* Begin Data rows *

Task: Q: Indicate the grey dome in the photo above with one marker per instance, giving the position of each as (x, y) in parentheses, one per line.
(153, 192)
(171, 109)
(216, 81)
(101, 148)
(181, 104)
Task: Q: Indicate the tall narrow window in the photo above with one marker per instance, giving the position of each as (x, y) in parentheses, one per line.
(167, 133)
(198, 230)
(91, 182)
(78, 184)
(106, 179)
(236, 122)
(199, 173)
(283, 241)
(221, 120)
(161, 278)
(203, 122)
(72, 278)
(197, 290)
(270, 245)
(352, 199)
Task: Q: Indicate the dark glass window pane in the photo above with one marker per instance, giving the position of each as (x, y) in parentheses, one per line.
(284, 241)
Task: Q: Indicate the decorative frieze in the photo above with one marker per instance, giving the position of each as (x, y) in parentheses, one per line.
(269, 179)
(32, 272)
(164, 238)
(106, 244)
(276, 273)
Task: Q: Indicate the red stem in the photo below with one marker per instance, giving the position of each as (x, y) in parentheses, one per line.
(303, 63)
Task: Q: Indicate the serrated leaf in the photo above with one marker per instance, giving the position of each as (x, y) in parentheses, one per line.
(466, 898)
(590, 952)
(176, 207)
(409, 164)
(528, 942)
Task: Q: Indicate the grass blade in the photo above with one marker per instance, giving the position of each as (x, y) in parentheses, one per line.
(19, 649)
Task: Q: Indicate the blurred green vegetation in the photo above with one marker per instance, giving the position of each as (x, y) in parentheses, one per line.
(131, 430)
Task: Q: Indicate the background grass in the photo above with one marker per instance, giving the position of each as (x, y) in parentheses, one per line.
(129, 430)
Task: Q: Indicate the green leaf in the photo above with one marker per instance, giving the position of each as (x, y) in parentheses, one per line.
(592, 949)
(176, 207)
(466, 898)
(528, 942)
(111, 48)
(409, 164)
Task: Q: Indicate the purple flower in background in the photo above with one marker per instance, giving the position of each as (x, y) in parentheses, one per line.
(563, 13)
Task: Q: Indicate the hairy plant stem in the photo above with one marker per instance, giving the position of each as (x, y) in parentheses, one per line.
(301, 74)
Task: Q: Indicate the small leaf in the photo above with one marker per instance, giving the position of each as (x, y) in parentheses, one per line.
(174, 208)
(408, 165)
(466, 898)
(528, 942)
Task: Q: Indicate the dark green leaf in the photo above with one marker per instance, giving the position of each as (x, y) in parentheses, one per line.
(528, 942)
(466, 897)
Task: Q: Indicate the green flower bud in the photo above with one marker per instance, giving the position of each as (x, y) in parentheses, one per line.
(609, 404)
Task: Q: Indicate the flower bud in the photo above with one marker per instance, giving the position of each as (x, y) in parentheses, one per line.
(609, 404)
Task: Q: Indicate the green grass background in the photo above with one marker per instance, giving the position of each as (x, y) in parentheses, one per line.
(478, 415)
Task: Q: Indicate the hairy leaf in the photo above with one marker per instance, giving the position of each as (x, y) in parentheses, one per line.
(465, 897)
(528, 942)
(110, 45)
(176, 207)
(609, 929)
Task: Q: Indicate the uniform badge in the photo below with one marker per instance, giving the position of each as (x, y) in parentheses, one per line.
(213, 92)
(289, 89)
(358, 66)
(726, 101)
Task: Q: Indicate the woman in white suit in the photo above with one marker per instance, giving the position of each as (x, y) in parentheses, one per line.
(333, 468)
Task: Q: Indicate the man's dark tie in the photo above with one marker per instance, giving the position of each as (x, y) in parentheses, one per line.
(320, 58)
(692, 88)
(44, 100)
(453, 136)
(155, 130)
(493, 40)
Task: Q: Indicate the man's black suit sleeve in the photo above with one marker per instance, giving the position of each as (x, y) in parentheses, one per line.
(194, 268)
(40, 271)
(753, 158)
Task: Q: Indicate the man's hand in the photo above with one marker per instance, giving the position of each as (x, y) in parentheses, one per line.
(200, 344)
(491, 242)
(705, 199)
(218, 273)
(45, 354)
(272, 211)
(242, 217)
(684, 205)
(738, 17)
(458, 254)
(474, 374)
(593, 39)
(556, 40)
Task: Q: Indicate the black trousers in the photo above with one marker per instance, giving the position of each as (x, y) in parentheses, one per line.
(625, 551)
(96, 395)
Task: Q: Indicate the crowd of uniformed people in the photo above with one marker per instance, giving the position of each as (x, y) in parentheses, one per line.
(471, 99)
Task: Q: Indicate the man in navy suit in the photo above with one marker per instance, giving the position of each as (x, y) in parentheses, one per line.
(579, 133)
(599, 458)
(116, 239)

* End Data rows *

Short exercise: Please copy the listing above word for word, beginning with the line that contains "Task: Q: Indicate the crowd" and continuing through the end of the listing.

Response:
Task: Q: Indicate the crowd of uniformed people in the photo above with one marker per instance, giving the position of each as (x, y) in parentheses, one per line.
(471, 99)
Task: Q: Indicate the man in navy suit in the photo above with one marker per instance, giving the position of each as (x, y) in parentheses, one per line.
(579, 133)
(599, 458)
(116, 239)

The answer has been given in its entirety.